"""

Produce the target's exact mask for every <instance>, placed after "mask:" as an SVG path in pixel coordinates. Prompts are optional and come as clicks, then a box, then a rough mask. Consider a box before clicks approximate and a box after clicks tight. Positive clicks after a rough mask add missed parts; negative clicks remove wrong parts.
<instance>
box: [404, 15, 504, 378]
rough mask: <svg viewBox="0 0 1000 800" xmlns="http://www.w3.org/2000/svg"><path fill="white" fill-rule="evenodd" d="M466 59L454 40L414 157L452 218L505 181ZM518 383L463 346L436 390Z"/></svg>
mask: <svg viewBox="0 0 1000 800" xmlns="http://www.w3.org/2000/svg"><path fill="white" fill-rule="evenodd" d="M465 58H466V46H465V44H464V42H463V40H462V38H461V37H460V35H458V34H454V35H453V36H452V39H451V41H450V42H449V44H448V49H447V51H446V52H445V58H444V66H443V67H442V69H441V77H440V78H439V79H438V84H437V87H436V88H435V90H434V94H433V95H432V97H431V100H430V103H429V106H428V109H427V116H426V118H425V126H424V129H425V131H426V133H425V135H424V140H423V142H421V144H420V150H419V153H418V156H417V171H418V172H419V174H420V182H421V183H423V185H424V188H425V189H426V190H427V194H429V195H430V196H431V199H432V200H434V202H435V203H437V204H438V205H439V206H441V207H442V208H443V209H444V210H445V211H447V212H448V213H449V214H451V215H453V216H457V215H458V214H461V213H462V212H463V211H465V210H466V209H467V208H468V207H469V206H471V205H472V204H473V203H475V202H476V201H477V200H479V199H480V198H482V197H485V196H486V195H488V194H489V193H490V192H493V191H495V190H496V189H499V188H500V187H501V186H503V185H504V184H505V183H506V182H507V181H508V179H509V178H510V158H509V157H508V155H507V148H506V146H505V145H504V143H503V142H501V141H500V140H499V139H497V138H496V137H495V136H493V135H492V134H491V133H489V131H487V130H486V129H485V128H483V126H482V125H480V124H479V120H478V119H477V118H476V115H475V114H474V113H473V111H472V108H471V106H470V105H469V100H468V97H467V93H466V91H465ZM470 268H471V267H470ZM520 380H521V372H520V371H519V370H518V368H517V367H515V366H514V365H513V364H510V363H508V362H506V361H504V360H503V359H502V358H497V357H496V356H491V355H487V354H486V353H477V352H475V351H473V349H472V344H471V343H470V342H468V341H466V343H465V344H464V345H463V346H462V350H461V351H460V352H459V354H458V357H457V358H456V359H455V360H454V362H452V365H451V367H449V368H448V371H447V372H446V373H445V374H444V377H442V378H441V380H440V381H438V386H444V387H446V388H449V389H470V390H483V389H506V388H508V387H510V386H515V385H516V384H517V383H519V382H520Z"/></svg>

"""

Your assignment. Copy out word for word the items from their very start up to and including the line with "rough mask: <svg".

Answer section.
Produce the target's exact mask for every <instance>, placed after "mask:" as an SVG path in pixel coordinates. Prompts are optional and come as clicks, then a box, then a rough mask. Consider a box before clicks approximate and a box after clicks tight. Positive clicks after a rough mask add missed parts; negative clicks remove wrong parts.
<instance>
box: [404, 15, 504, 378]
rough mask: <svg viewBox="0 0 1000 800" xmlns="http://www.w3.org/2000/svg"><path fill="white" fill-rule="evenodd" d="M466 59L454 40L414 157L452 218L505 181ZM518 383L463 346L436 390Z"/></svg>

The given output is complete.